The problem: Each line below must be set down exactly as it stands.
────────────────────────────────────────
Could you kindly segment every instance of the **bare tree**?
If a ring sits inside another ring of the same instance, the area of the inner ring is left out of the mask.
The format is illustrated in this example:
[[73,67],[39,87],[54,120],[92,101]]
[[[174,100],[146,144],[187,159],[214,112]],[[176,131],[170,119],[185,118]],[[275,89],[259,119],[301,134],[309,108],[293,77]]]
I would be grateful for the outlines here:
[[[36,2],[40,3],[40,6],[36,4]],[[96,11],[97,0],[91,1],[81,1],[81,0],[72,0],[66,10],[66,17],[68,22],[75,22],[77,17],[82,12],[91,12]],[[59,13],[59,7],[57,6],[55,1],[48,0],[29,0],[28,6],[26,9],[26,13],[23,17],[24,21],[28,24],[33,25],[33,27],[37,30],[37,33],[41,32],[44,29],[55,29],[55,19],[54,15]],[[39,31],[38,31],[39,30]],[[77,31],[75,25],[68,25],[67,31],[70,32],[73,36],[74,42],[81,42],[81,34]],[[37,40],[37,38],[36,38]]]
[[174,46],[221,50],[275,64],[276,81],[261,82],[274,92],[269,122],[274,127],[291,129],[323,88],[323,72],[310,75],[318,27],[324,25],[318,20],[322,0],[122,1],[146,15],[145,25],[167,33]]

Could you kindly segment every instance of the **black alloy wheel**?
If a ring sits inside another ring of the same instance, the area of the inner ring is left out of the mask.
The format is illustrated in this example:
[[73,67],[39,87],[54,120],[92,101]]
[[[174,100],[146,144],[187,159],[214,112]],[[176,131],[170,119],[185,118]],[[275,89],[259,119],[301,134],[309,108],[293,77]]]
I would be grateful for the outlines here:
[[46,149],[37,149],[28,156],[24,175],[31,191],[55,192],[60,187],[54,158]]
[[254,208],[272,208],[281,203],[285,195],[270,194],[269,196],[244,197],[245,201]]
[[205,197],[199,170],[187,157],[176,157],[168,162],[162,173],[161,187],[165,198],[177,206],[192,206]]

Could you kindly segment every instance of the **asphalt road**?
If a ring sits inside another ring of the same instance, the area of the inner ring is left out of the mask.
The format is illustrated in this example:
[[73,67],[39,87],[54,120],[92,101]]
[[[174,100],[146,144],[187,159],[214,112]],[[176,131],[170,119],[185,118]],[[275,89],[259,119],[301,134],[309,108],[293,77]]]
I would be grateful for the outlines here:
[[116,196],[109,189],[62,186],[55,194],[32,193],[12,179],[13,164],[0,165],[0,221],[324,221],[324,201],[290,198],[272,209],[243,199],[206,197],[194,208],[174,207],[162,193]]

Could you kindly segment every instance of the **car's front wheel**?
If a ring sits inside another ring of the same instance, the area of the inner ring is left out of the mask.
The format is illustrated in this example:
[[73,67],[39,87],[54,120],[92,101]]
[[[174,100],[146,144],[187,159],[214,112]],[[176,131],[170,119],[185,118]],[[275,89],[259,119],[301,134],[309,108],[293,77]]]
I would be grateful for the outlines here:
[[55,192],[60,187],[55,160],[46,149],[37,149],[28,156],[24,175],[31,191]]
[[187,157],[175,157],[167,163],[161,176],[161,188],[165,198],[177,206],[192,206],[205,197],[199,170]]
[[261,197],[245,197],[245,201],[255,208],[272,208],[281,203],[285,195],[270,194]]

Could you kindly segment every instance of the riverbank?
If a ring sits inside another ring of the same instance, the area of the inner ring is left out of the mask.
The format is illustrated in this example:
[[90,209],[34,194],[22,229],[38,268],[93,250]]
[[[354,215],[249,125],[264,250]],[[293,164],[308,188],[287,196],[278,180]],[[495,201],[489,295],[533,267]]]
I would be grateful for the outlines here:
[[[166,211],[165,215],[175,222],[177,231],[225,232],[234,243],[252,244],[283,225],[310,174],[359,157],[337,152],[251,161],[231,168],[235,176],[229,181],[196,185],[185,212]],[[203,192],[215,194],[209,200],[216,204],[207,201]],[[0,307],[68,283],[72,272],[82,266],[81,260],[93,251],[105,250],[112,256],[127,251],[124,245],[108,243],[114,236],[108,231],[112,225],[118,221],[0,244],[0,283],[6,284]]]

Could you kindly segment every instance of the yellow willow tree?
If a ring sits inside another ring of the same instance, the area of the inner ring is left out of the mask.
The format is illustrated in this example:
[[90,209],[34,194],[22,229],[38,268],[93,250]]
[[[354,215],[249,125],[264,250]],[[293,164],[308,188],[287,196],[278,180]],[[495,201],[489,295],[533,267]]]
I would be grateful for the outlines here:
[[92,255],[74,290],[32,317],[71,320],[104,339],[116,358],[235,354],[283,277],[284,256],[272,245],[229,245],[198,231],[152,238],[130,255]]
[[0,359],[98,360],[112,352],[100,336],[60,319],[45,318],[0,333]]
────────────────────────────────────────
Completed exercise:
Could you kindly segment every instance of the **bare tree**?
If a ring sits inside another ring of the same instance, the area of the inner ring is left out of the mask.
The format is illustrated in this example:
[[73,67],[39,87],[54,120],[92,101]]
[[[174,100],[146,144],[187,159],[214,112]],[[176,131],[170,119],[185,118]],[[275,89],[259,119],[301,134],[309,108],[293,77]]]
I would be grateful for the outlines here:
[[[36,2],[40,3],[40,6],[36,4]],[[96,11],[97,0],[91,1],[81,1],[81,0],[72,0],[66,10],[66,17],[68,22],[75,22],[77,17],[82,12],[91,12]],[[59,13],[59,7],[57,6],[55,1],[48,0],[29,0],[28,6],[26,9],[26,13],[23,17],[24,21],[28,24],[33,25],[33,27],[37,30],[37,33],[41,32],[44,29],[55,29],[55,19],[54,15]],[[39,31],[38,31],[39,30]],[[77,31],[75,25],[68,25],[67,31],[70,32],[73,36],[74,42],[81,42],[81,34]],[[37,40],[37,38],[36,38]]]
[[174,46],[221,50],[275,64],[276,81],[261,82],[274,92],[269,122],[274,127],[291,129],[323,88],[323,72],[310,75],[318,27],[324,25],[318,20],[322,0],[122,1],[146,15],[145,25],[167,33]]

Could you kindly segment every instance of the **black alloy wheel**?
If a ring sits inside another ring of the same instance, the area of the inner ring is left out of the mask.
The format is illustrated in this example:
[[73,67],[39,87],[54,120],[92,101]]
[[[174,100],[146,144],[187,159],[214,112]],[[176,131],[170,119],[185,118]],[[275,89],[259,119],[301,134],[309,108],[293,77]]]
I would be grateful for the outlines here:
[[46,149],[37,149],[28,156],[24,175],[31,191],[55,192],[60,187],[54,158]]
[[254,208],[272,208],[281,203],[285,195],[270,194],[269,196],[244,197],[245,201]]
[[205,197],[199,170],[187,157],[176,157],[168,162],[162,173],[161,187],[165,198],[177,206],[192,206]]

Could you kindly segment every instance of the **asphalt road**?
If a ring sits inside another ring of the same instance, the area of the inner ring is left out of the mask.
The format is illustrated in this example:
[[73,67],[39,87],[54,120],[92,101]]
[[[174,100],[146,144],[187,159],[214,112]],[[176,131],[170,119],[185,118]],[[275,89],[259,119],[301,134],[309,108],[293,77]]]
I would be grateful for the outlines here:
[[116,196],[109,189],[62,186],[55,194],[32,193],[12,179],[13,164],[0,165],[0,221],[324,221],[324,201],[290,198],[272,209],[243,199],[206,197],[194,208],[174,207],[162,193]]

Could you kindly segment every instance of the **car's front wheel**?
If a ring sits inside another ring of the same instance, the area of the inner ring is left out of the mask.
The format is illustrated in this example:
[[73,67],[39,87],[54,120],[92,101]]
[[[174,100],[146,144],[187,159],[214,112]],[[176,131],[170,119],[185,118]],[[275,89],[259,119],[301,134],[309,108],[293,77]]]
I would be grateful for the outlines here:
[[55,192],[60,187],[55,160],[46,149],[37,149],[28,156],[24,175],[31,191]]
[[187,157],[175,157],[167,163],[161,176],[161,188],[165,198],[177,206],[192,206],[205,197],[199,170]]
[[261,197],[245,197],[245,201],[255,208],[272,208],[281,203],[285,195],[270,194]]

Could you kindly segment every instance of the riverbank?
If a ring sits inside another ring of the same instance, the area of the inner ring is left out of the mask.
The format is illustrated in this example:
[[90,209],[34,194],[22,229],[38,268],[93,250]]
[[[354,215],[249,125],[264,250]],[[293,164],[308,188],[287,196],[278,180]],[[495,201],[489,295],[533,267]]]
I would be grateful for the outlines here:
[[[166,211],[165,215],[175,222],[177,231],[225,232],[234,243],[252,244],[283,225],[310,174],[359,157],[337,152],[251,161],[231,168],[235,176],[229,181],[196,185],[185,212]],[[203,192],[215,194],[209,200],[216,204],[207,201]],[[0,307],[68,283],[72,272],[82,266],[81,260],[93,251],[105,250],[112,256],[127,251],[124,245],[108,243],[114,236],[108,231],[112,225],[118,221],[0,244],[0,283],[6,284]]]

Could you kindly segment every instance of the yellow willow tree?
If a ring sits inside another ring of the same instance, the area of the inner ring is left out of the mask.
The format is illustrated in this example:
[[90,209],[34,194],[22,229],[38,268],[93,250]]
[[[354,215],[249,125],[264,250]],[[293,164],[308,188],[287,196],[278,180]],[[495,201],[489,295],[533,267]]]
I would be grateful for the outlines here:
[[92,255],[74,290],[32,317],[71,320],[104,339],[116,358],[235,354],[283,277],[284,256],[272,245],[229,245],[198,231],[152,238],[130,255]]
[[0,359],[98,360],[112,352],[100,336],[60,319],[45,318],[0,333]]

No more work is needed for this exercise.